§ **Exercise objective**:
Using the listing below, set down each line from the line containing "Target: sidewalk" through the line containing "Target: bus side window", both ends included, exactly and with nothing added.

§ **Given records**:

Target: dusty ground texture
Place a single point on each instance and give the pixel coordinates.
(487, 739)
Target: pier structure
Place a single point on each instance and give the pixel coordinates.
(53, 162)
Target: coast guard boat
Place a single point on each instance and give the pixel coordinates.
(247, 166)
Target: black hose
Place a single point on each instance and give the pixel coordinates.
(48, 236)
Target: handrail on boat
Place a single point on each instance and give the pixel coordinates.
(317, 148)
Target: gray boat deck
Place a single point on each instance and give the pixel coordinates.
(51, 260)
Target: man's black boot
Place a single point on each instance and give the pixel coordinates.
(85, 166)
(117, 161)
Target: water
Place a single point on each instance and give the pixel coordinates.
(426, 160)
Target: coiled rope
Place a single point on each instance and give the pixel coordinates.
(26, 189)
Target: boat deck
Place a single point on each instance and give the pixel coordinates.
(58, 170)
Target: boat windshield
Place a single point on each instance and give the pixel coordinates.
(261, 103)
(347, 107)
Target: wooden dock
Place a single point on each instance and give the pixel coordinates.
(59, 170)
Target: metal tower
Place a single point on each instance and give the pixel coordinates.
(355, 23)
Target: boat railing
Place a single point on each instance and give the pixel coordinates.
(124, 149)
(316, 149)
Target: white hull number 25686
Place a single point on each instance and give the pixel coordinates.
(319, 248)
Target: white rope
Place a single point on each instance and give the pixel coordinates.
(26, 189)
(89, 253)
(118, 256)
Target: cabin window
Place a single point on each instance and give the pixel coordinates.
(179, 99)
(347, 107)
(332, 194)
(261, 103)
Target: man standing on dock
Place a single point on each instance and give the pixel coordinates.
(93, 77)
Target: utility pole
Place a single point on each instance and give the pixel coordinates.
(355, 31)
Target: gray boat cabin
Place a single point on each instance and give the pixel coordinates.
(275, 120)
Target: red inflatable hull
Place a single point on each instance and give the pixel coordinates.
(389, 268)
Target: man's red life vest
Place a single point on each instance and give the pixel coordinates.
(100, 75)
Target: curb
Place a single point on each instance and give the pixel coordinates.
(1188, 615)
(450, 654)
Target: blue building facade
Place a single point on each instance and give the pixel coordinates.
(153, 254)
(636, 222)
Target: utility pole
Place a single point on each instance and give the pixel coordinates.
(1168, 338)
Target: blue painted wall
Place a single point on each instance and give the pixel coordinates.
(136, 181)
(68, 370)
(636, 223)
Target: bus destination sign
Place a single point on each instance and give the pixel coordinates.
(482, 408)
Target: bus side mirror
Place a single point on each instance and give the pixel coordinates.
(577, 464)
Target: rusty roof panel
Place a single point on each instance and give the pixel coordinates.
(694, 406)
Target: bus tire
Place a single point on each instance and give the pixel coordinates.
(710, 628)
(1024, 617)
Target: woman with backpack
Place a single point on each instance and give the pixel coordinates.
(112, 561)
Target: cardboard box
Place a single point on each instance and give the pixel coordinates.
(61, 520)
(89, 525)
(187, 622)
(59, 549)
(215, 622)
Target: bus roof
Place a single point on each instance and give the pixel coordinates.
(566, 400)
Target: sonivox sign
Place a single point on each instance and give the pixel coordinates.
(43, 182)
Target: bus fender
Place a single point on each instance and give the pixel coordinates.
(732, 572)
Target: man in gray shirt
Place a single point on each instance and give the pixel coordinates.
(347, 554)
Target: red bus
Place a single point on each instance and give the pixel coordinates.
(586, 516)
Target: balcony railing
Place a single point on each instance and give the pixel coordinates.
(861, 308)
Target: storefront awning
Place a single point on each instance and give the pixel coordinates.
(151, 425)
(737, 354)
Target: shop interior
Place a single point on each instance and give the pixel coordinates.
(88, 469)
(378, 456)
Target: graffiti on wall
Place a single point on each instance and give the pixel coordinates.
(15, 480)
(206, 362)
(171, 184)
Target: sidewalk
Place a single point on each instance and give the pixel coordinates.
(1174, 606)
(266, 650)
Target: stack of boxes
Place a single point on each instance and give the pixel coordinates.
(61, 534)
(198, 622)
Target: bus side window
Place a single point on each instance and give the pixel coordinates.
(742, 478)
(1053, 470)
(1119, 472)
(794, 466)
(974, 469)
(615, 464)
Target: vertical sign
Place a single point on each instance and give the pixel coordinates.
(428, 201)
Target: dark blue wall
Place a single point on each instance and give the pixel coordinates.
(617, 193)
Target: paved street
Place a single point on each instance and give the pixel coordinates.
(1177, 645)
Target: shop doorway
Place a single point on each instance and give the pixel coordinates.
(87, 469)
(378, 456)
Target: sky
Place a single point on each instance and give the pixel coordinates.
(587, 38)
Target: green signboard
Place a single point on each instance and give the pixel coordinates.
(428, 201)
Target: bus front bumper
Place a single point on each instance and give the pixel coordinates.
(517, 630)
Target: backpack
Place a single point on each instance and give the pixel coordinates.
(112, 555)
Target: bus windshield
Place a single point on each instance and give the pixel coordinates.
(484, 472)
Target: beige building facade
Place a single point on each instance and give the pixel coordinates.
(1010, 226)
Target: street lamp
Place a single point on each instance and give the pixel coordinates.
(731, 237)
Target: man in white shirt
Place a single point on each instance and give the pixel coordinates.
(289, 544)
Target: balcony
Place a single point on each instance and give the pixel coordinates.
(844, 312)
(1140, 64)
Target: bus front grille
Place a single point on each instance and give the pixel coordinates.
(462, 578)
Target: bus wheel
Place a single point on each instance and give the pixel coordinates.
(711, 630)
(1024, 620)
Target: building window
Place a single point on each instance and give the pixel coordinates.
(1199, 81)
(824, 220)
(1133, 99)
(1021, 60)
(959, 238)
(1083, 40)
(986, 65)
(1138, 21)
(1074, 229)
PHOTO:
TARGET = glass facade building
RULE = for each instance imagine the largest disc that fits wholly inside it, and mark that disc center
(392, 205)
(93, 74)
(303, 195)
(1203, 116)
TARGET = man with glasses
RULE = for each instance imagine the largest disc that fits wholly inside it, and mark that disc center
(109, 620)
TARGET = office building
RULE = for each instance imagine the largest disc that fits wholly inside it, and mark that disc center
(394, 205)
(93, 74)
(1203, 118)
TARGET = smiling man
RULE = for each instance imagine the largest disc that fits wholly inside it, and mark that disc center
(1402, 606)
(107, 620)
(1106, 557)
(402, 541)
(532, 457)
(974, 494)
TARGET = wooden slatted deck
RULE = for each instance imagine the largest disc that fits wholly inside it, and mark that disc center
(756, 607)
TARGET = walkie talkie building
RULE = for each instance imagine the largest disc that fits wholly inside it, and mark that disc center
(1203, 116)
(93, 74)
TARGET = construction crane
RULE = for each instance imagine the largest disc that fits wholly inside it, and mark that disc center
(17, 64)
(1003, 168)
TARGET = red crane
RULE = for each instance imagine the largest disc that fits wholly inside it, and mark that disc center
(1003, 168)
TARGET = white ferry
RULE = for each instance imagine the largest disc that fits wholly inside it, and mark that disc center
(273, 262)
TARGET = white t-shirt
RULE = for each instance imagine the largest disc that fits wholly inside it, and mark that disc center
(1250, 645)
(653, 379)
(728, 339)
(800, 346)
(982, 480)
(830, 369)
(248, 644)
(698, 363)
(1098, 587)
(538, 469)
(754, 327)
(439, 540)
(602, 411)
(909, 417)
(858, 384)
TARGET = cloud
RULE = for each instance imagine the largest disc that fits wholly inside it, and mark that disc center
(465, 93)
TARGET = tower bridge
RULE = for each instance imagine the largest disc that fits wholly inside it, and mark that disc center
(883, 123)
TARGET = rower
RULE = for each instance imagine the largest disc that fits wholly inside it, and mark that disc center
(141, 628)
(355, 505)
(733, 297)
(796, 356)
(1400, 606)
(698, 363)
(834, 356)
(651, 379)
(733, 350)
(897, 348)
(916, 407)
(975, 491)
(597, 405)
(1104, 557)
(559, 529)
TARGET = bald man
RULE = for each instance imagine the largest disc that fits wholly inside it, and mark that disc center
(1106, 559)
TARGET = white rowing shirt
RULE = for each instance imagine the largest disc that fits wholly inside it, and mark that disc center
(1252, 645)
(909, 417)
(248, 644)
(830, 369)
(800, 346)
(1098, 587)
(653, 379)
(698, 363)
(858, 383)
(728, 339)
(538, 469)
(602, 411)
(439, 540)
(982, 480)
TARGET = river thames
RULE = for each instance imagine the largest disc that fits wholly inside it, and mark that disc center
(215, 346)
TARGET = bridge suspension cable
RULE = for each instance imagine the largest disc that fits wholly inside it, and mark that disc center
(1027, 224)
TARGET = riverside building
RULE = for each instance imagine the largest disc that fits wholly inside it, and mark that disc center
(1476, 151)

§ **Output for this exercise**:
Target: sidewalk
Place a single point on each instance and give the pixel coordinates.
(1174, 606)
(266, 650)
Target: stack of boxes
Place a single point on each instance and give the pixel coordinates.
(61, 534)
(198, 622)
Target: bus side window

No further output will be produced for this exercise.